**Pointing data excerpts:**
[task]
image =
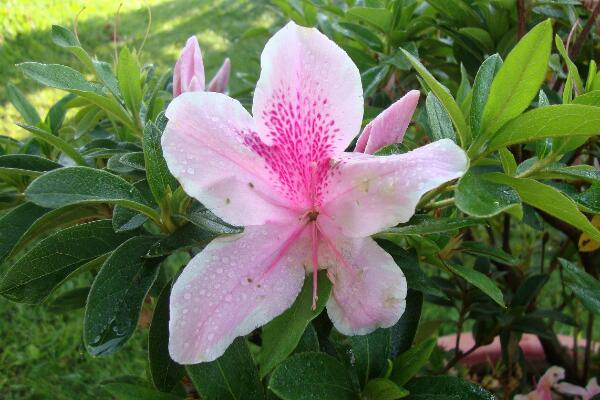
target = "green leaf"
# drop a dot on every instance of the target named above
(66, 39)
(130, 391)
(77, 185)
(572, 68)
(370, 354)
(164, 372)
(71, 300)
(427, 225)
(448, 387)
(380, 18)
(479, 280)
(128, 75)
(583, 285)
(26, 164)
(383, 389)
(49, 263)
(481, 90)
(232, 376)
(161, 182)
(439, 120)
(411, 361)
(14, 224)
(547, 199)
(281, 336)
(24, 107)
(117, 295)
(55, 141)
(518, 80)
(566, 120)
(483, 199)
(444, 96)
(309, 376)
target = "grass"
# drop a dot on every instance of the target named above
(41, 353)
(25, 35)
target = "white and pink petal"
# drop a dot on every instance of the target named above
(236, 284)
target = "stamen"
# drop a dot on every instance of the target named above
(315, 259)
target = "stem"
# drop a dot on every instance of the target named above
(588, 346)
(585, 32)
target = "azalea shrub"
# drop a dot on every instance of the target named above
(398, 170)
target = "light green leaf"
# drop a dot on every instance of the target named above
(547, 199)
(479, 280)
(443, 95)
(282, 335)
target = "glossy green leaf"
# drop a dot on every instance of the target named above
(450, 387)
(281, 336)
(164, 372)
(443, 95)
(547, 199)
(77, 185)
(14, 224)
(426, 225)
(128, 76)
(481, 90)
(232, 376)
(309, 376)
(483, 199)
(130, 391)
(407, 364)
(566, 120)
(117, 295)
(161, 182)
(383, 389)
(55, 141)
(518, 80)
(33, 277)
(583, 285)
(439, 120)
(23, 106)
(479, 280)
* * *
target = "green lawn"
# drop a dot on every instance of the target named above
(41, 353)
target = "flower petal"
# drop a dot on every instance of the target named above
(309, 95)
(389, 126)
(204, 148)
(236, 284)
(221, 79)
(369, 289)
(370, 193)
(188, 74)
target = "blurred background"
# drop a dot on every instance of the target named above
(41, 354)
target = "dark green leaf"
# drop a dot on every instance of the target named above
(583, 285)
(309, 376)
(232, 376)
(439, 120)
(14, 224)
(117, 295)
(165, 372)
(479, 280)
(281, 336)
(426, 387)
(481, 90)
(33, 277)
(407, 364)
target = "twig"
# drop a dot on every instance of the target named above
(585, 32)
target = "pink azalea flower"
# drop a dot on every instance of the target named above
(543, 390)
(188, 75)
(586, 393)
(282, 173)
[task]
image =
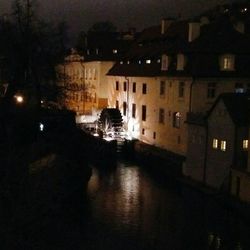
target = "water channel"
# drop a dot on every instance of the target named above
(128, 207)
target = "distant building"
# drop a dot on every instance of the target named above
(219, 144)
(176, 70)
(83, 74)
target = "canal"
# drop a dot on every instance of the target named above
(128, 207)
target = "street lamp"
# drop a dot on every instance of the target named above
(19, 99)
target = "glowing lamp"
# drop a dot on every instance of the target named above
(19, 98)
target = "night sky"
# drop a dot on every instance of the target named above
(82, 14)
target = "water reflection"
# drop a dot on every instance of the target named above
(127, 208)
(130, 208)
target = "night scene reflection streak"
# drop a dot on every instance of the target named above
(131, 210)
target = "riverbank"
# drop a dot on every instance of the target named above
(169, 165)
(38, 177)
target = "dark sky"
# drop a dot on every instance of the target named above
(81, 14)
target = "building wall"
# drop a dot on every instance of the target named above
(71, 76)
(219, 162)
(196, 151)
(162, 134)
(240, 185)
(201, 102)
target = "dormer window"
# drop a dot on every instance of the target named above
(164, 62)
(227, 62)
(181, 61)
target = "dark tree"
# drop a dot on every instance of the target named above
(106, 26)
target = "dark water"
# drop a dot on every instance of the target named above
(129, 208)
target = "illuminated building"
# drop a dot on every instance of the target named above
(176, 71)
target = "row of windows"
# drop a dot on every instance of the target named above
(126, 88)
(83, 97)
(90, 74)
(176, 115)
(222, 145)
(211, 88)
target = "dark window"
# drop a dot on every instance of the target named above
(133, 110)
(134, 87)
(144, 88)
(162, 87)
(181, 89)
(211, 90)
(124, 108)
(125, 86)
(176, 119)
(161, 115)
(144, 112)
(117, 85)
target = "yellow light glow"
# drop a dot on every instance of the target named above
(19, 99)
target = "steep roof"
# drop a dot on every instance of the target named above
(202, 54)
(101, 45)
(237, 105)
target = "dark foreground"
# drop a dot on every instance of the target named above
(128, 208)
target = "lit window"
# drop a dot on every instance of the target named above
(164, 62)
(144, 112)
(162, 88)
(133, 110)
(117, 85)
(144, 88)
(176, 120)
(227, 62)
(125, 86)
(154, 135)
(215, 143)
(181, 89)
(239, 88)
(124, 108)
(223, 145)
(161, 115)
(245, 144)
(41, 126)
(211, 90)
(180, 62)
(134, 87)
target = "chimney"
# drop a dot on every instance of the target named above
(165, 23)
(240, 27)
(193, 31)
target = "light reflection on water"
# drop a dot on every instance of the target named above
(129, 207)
---
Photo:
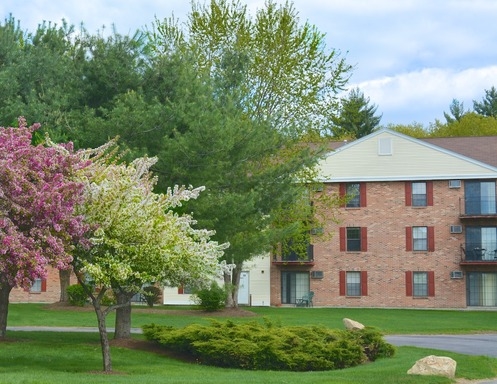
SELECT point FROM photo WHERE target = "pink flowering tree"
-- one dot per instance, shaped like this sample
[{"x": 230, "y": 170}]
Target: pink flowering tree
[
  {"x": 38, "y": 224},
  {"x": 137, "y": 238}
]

**PROBLEM TO SOLVE:**
Gather every line from the rows above that contains the word "night". Matching is case-sensitive.

**EXERCISE RESULT:**
target = "night sky"
target = "night scene reflection streak"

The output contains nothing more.